Records from a data collection
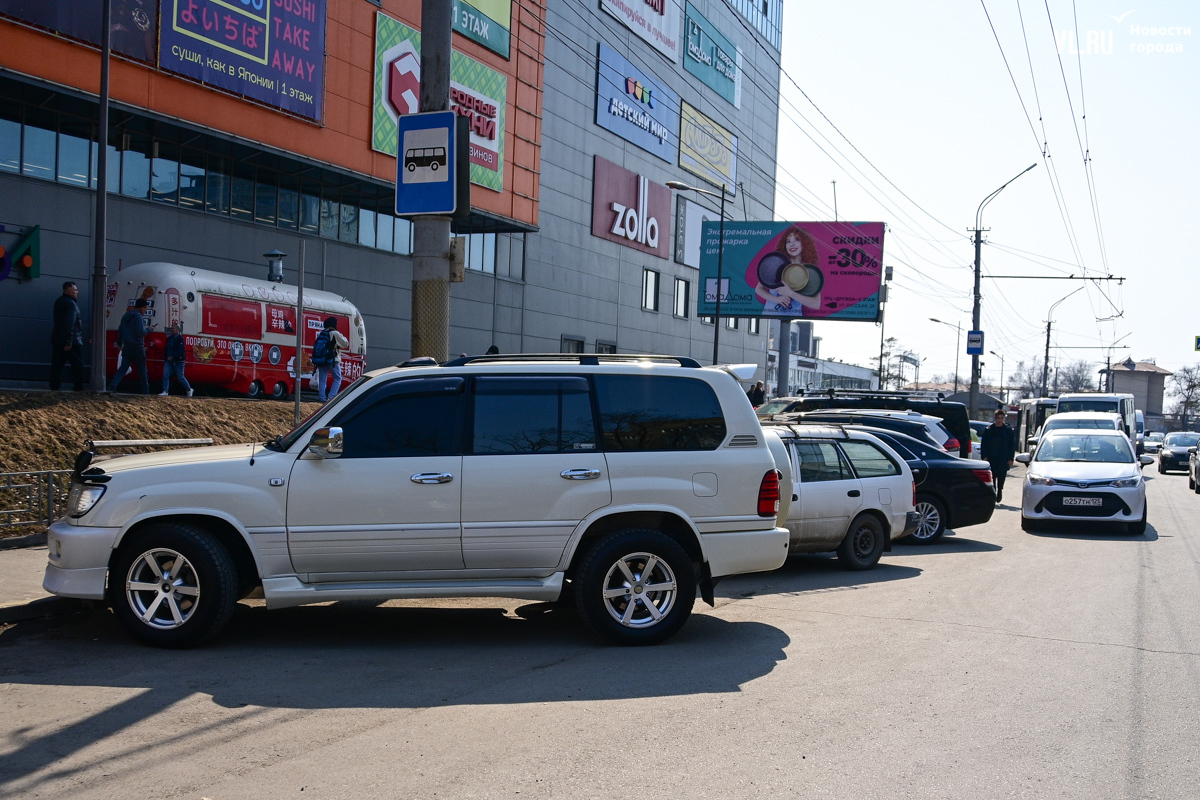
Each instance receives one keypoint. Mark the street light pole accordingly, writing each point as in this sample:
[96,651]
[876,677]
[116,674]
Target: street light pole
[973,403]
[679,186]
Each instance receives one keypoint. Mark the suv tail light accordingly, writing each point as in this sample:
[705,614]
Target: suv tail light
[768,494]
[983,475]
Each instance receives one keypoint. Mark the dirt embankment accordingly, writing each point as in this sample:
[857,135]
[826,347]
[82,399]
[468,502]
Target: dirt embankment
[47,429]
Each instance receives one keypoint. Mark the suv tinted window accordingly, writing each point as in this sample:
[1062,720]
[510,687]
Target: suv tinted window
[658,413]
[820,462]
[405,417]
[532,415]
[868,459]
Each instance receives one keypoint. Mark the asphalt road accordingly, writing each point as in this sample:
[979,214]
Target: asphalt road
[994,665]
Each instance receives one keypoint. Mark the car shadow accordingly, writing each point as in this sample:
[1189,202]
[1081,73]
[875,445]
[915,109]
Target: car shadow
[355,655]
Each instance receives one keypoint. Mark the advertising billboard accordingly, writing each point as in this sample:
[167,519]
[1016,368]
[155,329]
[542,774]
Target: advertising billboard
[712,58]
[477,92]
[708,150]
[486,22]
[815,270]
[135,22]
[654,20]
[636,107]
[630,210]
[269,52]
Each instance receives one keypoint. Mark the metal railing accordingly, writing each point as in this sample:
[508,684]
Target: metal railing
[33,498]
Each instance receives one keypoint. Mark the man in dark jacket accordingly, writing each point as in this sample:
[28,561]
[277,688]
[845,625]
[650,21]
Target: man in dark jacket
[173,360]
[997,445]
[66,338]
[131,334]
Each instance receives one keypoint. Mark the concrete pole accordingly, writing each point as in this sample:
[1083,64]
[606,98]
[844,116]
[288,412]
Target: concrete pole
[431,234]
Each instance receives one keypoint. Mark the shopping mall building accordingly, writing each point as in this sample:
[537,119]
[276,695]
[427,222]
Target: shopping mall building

Written instruction » Could you write out again every line from the one holding "Each instance receives one keypoint. Mark the metal" through the end of the items, inclusive, offsetting each answer coordinate by adding 137?

Reply »
Each instance receives one keypoint. Mark the metal railing accordingly, writing each point as in this sample:
[508,684]
Target: metal railing
[170,635]
Each instance receives one keypoint. Mark the man in dark jacket accordingly, writing each point as in this sample:
[28,561]
[277,688]
[845,625]
[650,21]
Target: man in dark jacket
[310,497]
[1134,582]
[203,475]
[268,471]
Each instance receives one keypoint. Mark the concrete pole accordingly, writing each point as in this sample:
[1083,64]
[606,98]
[844,116]
[288,412]
Target: concrete pole
[568,371]
Each instance receives one keypoint. Mark the shopping mall building accordingly, writing each point as in this sample:
[537,119]
[276,695]
[427,222]
Target: shopping mall building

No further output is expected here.